'''

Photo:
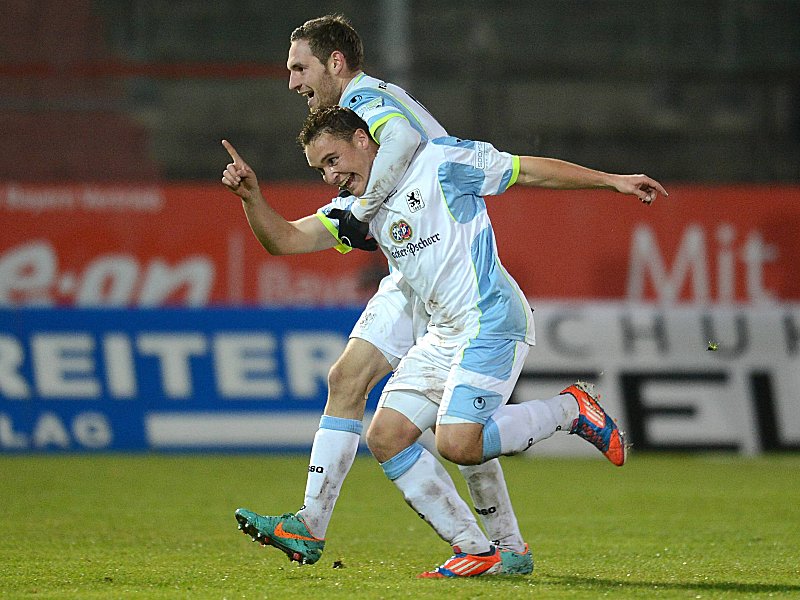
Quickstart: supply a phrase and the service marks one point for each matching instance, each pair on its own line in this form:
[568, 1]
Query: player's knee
[456, 451]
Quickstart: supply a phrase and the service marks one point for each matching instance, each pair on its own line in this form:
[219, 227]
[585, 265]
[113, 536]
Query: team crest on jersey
[400, 232]
[415, 201]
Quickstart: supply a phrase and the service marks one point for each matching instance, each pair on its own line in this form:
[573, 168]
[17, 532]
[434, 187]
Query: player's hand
[642, 186]
[352, 231]
[238, 177]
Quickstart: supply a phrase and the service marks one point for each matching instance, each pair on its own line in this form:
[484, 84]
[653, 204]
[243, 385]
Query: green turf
[678, 526]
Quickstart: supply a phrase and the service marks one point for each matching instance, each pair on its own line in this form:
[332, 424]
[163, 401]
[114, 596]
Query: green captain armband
[341, 247]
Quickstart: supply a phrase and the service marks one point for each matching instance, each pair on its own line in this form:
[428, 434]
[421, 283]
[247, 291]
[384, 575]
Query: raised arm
[558, 174]
[275, 233]
[398, 142]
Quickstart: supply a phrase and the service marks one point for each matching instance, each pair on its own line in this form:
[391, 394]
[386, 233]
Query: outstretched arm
[398, 142]
[558, 174]
[275, 233]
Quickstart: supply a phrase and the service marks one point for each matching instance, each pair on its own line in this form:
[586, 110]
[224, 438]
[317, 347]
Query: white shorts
[393, 320]
[468, 380]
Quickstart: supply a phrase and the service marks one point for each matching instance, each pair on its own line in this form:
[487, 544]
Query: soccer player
[325, 64]
[459, 375]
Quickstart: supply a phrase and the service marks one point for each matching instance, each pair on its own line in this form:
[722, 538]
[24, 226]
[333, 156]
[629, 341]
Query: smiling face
[311, 78]
[342, 162]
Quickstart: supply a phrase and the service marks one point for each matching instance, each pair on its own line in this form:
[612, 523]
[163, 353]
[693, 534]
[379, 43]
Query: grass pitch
[679, 526]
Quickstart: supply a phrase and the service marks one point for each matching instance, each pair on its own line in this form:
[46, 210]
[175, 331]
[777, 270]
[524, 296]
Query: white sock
[430, 491]
[332, 454]
[514, 428]
[489, 493]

'''

Problem requirements
Every line is to be duplicated exactly, though pictures stay out.

Final result
Photo:
Quickstart: supply a phrase and the service marks one point for each matching instance, each pair on its own line in this form:
[568, 1]
Query: player's knee
[456, 451]
Quickstart: supply a phrase and the service marks one point for each matching instance, each pair on its own line in this form:
[219, 227]
[585, 265]
[113, 536]
Query: team crest on jersey
[400, 232]
[415, 201]
Quickstart: supply a phrase and the service marks one point for each matching instance, each pair on its own line in this form:
[573, 168]
[17, 532]
[434, 187]
Query: player's hand
[642, 186]
[352, 231]
[238, 177]
Quickstart: supply a phrase and the service marks one point for each matching instance, each pair on its own line in this form:
[484, 84]
[653, 204]
[243, 385]
Query: green turf
[678, 526]
Quickstart: supply a phrase and the service marks one point for each matching instance, each pair on its own line in this form:
[332, 424]
[163, 401]
[114, 596]
Query: green captain armband
[341, 247]
Quickstart: supply a phrase and the service marks one point for each matching instance, each pair on its own line in this form:
[428, 434]
[421, 283]
[247, 291]
[384, 575]
Query: raised arm
[558, 174]
[275, 233]
[398, 142]
Quickstart: supply a phrase and the service marks one point for each matching instance, each pair on its own line in this form:
[391, 394]
[386, 233]
Query: outstretched arm
[398, 142]
[558, 174]
[275, 233]
Quickstart: supply a phrase and the service marks one point for each matching instance, each pair on its own line in this form:
[586, 110]
[224, 438]
[317, 347]
Query: white shorts
[393, 320]
[468, 380]
Quickstart: supply a phrase and the service marks one point for each matching instance, each pair on its own line in this form:
[487, 544]
Query: soccer player
[325, 64]
[459, 375]
Quickstart: supply a phrase and the service marks one point for each matching instance, each pair on its own line in this form:
[722, 538]
[24, 226]
[333, 156]
[629, 341]
Query: smiling face
[311, 78]
[342, 162]
Quickstart: supply a phrase and the service marks one point for each matching instance, each pair on its own line in this form:
[612, 523]
[163, 353]
[693, 534]
[379, 43]
Query: grass pitch
[679, 526]
Quickstart: supply a phrase and the service marks one point for each matching instance, each pair on its own line in this form:
[46, 210]
[175, 331]
[777, 270]
[524, 296]
Query: white sock
[430, 491]
[332, 454]
[514, 428]
[489, 493]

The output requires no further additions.